***** Data shown
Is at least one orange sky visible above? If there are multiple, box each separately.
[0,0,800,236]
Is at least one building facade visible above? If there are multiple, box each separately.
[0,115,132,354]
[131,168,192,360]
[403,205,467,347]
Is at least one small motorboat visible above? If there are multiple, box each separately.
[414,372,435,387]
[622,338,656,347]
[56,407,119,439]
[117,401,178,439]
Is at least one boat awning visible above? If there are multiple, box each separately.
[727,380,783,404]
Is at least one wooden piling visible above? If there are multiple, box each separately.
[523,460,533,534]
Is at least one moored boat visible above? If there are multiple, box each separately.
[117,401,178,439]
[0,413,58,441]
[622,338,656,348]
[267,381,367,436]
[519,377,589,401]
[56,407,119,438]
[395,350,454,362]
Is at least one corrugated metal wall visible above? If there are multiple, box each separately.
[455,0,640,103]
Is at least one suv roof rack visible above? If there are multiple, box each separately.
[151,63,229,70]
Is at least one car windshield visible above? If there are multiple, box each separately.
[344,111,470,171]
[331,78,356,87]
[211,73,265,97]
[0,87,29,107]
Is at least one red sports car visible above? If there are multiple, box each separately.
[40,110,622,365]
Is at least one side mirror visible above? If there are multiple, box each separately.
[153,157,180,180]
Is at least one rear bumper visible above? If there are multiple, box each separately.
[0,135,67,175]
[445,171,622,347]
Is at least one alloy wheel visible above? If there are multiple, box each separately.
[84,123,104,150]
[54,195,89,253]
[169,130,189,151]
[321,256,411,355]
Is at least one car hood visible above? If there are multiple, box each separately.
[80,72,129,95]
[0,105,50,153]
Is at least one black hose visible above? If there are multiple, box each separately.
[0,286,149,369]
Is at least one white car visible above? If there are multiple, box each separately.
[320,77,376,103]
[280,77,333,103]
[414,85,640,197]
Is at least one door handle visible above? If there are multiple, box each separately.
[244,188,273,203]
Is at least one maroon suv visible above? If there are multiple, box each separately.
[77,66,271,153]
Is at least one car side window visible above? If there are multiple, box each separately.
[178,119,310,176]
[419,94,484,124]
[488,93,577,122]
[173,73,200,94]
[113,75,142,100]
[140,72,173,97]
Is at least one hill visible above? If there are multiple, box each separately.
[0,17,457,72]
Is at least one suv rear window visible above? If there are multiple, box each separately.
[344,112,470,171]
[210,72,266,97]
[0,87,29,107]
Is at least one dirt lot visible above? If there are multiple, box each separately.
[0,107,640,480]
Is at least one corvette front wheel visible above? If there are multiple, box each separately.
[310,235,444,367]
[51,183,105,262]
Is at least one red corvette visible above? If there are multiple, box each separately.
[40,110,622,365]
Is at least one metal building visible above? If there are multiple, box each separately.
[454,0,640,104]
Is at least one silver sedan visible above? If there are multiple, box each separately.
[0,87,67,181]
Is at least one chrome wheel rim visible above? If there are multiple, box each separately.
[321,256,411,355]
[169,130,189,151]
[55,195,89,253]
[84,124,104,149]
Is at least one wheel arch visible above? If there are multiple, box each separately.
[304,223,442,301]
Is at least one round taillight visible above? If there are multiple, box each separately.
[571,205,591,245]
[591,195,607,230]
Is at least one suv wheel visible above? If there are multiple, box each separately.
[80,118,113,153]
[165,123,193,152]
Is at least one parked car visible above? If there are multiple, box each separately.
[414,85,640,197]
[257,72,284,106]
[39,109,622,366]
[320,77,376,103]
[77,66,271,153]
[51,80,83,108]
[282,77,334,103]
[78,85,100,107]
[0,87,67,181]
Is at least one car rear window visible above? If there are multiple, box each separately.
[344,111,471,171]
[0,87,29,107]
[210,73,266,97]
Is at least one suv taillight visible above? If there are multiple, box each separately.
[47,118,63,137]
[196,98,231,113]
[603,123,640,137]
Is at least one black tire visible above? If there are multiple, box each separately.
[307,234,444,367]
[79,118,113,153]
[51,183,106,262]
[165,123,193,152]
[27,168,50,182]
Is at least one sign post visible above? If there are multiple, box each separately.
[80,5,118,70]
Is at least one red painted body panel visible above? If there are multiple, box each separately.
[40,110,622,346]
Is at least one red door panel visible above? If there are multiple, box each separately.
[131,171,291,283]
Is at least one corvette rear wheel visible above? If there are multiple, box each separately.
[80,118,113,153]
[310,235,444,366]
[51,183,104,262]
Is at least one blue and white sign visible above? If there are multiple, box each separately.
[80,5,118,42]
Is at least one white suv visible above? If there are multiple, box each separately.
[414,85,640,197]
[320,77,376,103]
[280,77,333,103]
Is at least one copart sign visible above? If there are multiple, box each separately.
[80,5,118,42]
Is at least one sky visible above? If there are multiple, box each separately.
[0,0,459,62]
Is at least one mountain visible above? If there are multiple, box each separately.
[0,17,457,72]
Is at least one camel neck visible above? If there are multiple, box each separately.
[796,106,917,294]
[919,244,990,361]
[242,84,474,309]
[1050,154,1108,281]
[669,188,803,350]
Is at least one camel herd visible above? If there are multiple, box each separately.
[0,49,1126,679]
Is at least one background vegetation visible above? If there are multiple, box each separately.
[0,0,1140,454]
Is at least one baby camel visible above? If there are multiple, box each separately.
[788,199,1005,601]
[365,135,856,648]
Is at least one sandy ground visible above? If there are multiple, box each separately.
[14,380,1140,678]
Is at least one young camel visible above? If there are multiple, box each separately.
**********
**Written exercise:**
Can you extract the records starting at the line containing "Is at least one silver" and ending at the line containing "[51,183,104,262]", both of those lines included, and reproduce every line in that span character for character?

**Written reply:**
Is at least one silver sedan visible above? If there are multiple, box each separately.
[0,87,67,181]
Is at least one chrome wheel rim visible above? If there are multiple, box each separately.
[321,256,411,355]
[169,130,189,151]
[55,195,89,253]
[84,124,104,149]
Is at least one wheel arch visible above? If there are multiple, box each separately.
[304,223,442,301]
Is at least one round taillight visible above? If there are multiple, box each separately.
[571,205,591,245]
[591,195,607,230]
Is at least one suv wheel visible above? If there are multiple, box each separately.
[80,118,113,153]
[165,123,193,152]
Is at least one parked car visible above? If there are multiple, box each separately.
[414,85,640,197]
[257,72,284,106]
[39,109,622,366]
[320,77,376,103]
[77,66,271,153]
[51,80,83,108]
[282,77,334,103]
[78,85,100,107]
[0,87,67,181]
Is at least one car rear window visible above? If there are multiple, box each separately.
[344,111,471,171]
[0,87,29,107]
[210,73,266,97]
Is at least one suv taillight visible above? If there are multiple, box each separately.
[47,118,63,137]
[196,98,231,113]
[603,123,640,137]
Is at least one black tire visible above? If there are multiple, box each separately.
[307,234,444,367]
[79,118,113,153]
[51,183,106,262]
[165,123,193,152]
[27,168,50,182]
Is at least one sign post visible above? If there are multiple, box each separately.
[80,5,118,70]
Is at least one red painted body panel visible above? If there are multiple, box each separately.
[40,110,622,346]
Is at least one red door panel visible above? If there are multiple, box each separately.
[131,171,291,283]
Is at least one corvette rear wheel visible above? If there are multiple, box each separately.
[80,118,113,153]
[310,235,444,366]
[51,183,104,262]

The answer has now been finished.